**WRITTEN EXERCISE**
Below are some records; retype all of them exactly.

Pointing and labeling entries
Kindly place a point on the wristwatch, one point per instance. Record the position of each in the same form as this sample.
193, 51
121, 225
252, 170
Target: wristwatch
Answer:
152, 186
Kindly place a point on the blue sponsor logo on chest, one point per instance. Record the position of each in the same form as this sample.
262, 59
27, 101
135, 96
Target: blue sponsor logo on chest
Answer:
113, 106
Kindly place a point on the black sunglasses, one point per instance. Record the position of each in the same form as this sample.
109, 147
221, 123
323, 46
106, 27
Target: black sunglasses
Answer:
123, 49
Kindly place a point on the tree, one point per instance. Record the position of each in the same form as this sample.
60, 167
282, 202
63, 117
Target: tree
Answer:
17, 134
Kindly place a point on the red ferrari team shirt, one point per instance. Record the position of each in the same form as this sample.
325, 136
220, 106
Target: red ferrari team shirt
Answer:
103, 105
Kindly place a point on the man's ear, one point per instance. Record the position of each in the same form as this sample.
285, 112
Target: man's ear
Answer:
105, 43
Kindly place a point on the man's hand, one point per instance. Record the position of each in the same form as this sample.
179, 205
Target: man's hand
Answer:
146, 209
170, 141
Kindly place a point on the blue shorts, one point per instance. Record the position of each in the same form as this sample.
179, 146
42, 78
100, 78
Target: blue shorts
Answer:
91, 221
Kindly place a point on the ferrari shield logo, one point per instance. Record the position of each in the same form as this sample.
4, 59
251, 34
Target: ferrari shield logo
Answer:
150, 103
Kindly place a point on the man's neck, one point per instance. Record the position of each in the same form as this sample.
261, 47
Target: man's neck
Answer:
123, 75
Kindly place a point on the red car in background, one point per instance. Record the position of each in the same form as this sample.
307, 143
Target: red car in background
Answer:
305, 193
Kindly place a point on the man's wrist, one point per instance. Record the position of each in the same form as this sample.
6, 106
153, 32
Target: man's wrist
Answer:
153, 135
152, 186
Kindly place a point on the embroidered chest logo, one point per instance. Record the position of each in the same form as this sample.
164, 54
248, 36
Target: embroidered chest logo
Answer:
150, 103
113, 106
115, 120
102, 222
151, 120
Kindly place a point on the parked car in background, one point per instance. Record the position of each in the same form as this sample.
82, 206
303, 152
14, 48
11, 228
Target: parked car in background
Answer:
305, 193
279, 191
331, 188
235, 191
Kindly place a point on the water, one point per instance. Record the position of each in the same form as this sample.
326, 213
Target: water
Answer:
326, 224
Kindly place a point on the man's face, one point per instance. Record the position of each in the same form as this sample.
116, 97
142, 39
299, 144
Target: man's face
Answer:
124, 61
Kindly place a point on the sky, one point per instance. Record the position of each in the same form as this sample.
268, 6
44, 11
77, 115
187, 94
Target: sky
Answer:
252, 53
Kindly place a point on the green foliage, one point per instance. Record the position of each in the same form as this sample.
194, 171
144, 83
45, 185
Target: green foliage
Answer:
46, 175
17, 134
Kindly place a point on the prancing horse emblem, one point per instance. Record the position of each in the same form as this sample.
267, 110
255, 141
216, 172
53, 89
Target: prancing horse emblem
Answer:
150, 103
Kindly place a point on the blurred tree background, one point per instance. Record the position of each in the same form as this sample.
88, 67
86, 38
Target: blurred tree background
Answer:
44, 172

**CORRECT ANSWER**
Kindly place a point on the wristwatch, one point per instance. Record the position of each in the same form as this sample.
193, 51
121, 225
252, 170
Target: wristwatch
Answer:
152, 186
Kindly place a point on the blue sponsor logo on chest, one point per instance. Record the position of each in the same form as this sample.
262, 59
27, 101
135, 96
Target: blue sponsor logo on chest
Answer:
113, 106
Kindly place a point on the black sunglasses, one point per instance. Record the position of each in the same form as this sample.
109, 147
221, 123
323, 46
106, 27
Target: black sunglasses
Answer:
123, 49
Kindly place a point on the tree, one point per instance. Record the position of each in the same form as this sample.
60, 167
282, 202
63, 117
Target: tree
Answer:
17, 134
Kindly place a point on the red ferrari team shirt, one point per instance. Record the position of each in the same form as this sample.
325, 136
220, 106
Target: red ferrari team shirt
Answer:
103, 105
Kindly place a point on the man's ear, one point per instance. Record the position of each in the same form as this sample.
285, 112
Target: man's ear
Answer:
105, 43
Kindly place a point on the man's hand, one point per instance. Record the position of each in the same form as this sample.
179, 205
Target: man's hand
Answer:
146, 209
170, 141
Kindly place a point on the blue shorts, one point per instance. Record the position of each in the same form as this sample.
179, 146
42, 78
100, 78
Target: blue shorts
Answer:
91, 221
Kindly place a point on the ferrari shield logo, one point per instance. Record the position of each in the same form as this sample.
4, 59
251, 34
Target: ferrari shield logo
Answer:
150, 103
Kindly place a point on the man's neck, one point per instance. Record the position of each in the same form as this sample.
261, 47
Target: man's neck
Answer:
123, 75
Kindly place a point on the red car in background, one point per instance. Record the position of each in the same form as this sample.
307, 143
Target: red car in background
Answer:
305, 193
Kindly place a point on the man's wrist, one point per instance. Record the position of each in the same form as this sample.
6, 106
153, 32
Target: man's wrist
Answer:
153, 135
152, 186
Kindly place a point on the embroidered chest logo, one point per instance. Record the position of each in the same form as this sample.
164, 54
248, 36
Target: embroidered chest logo
Answer:
150, 103
113, 106
115, 120
102, 222
151, 120
Kindly place a point on the parked car in background, one point per instance. Record the position of each in the same form as this sample.
82, 206
303, 152
14, 48
11, 228
Target: parked car in background
Answer:
305, 193
279, 191
331, 188
235, 191
Kindly place a point on the water, one point per instance. Record the position of each in the same form as this sample.
326, 213
Target: water
Answer:
326, 224
Kindly place a point on the man's face, one point per instance. Record the position of each in the same form as this sample.
116, 97
142, 39
299, 144
Target: man's face
Answer:
124, 61
Kindly place a point on the sky, one point per instance. Record the position of each in the same form as this sample.
268, 6
44, 11
77, 115
187, 94
Target: sky
Answer:
252, 53
Kindly place a point on the green foliage, one point per instance. Record the position of each in the same form as this sample.
194, 171
144, 83
45, 185
Target: green foliage
Answer:
46, 175
17, 134
Kindly place a point on the prancing horse emblem, one point per instance. Record the position of each in the same form as this sample.
267, 110
255, 141
216, 172
53, 89
Target: prancing horse emblem
Answer:
150, 103
Kindly place a point on the blurred tree background, one point per instance. Record the position of each in the same form as this sample.
88, 67
86, 38
Target: blurred tree background
Answer:
44, 172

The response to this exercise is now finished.